Find the line in the entries below that contains "box: [0, 1, 12, 235]". Repeat it exactly, and every line after it through the line that contains "positive clicks: (63, 154) (41, 153)".
################
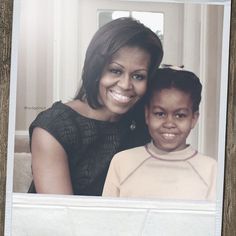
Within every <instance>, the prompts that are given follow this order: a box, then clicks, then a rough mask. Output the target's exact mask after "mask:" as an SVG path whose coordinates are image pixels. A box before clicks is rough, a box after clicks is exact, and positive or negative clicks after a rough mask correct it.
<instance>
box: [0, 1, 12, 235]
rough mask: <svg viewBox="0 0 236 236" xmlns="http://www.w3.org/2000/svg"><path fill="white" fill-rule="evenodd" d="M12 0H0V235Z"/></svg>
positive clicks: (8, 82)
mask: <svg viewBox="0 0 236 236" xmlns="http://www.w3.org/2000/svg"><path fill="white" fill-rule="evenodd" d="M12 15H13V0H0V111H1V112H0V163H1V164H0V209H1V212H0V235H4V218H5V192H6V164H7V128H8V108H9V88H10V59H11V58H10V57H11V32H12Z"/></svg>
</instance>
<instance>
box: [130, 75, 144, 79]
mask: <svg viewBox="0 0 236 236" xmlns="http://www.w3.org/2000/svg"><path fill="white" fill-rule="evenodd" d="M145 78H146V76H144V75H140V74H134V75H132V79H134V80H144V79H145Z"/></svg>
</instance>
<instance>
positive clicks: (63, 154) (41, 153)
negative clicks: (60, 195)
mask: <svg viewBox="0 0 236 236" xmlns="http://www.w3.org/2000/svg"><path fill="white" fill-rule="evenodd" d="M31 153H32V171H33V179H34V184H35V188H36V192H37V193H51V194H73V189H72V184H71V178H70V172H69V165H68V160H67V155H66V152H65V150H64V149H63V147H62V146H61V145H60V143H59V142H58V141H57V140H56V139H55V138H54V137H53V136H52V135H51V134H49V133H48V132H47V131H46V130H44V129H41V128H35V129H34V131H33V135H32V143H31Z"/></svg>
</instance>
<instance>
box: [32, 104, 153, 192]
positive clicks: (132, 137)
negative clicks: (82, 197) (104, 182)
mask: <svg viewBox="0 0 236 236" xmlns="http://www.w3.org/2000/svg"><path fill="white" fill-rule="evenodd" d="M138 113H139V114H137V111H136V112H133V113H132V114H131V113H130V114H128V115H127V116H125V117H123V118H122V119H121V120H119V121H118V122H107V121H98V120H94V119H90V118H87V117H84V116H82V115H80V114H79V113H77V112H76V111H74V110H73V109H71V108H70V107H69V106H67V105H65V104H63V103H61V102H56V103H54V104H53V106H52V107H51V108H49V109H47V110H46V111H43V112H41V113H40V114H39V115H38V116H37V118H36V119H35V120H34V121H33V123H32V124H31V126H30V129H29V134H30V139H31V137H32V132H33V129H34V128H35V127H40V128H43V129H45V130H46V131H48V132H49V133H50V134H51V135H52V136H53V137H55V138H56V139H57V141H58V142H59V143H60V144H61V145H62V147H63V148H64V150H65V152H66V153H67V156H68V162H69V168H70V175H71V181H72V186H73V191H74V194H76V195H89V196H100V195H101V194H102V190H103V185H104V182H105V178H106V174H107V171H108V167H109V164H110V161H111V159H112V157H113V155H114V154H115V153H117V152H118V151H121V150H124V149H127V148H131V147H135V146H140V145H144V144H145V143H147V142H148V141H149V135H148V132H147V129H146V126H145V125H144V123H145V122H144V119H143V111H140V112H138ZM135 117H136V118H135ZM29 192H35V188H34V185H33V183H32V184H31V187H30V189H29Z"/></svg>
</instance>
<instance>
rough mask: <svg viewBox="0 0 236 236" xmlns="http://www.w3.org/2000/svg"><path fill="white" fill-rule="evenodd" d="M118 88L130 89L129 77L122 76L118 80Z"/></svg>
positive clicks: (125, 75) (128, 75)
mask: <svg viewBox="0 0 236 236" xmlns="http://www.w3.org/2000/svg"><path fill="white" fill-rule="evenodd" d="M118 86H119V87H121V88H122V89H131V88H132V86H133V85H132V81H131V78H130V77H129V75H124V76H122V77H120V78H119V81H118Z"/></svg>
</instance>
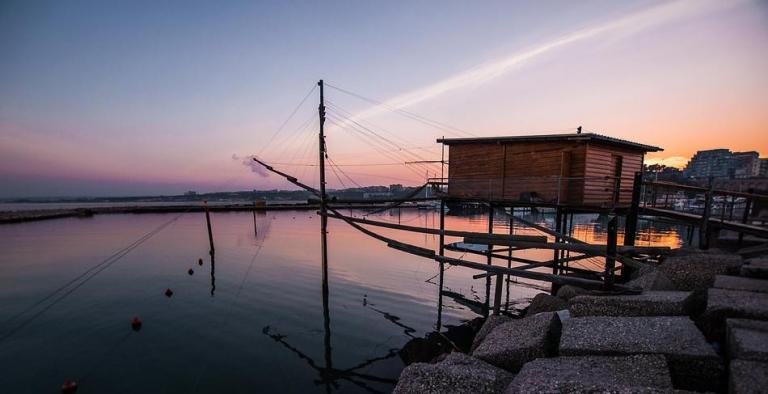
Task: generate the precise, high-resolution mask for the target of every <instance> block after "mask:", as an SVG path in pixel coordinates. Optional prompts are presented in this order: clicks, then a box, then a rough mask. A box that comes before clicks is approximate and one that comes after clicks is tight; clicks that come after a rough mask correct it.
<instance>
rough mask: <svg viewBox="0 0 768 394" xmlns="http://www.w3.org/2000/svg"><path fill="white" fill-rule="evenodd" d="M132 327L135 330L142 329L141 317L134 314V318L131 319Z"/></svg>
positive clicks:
################
• Written response:
box: [0, 1, 12, 235]
rough mask: <svg viewBox="0 0 236 236" xmlns="http://www.w3.org/2000/svg"><path fill="white" fill-rule="evenodd" d="M12 0H0V235Z"/></svg>
positive clicks: (8, 82)
mask: <svg viewBox="0 0 236 236" xmlns="http://www.w3.org/2000/svg"><path fill="white" fill-rule="evenodd" d="M12 15H13V0H0V111H1V112H0V163H1V164H0V209H1V212H0V235H4V218H5V192H6V164H7V128H8V108H9V88H10V59H11V58H10V57H11V32H12Z"/></svg>
</instance>
<instance>
box: [130, 75, 144, 79]
mask: <svg viewBox="0 0 236 236" xmlns="http://www.w3.org/2000/svg"><path fill="white" fill-rule="evenodd" d="M145 78H146V76H144V75H140V74H134V75H132V79H134V80H144V79H145Z"/></svg>
</instance>
<instance>
positive clicks: (63, 154) (41, 153)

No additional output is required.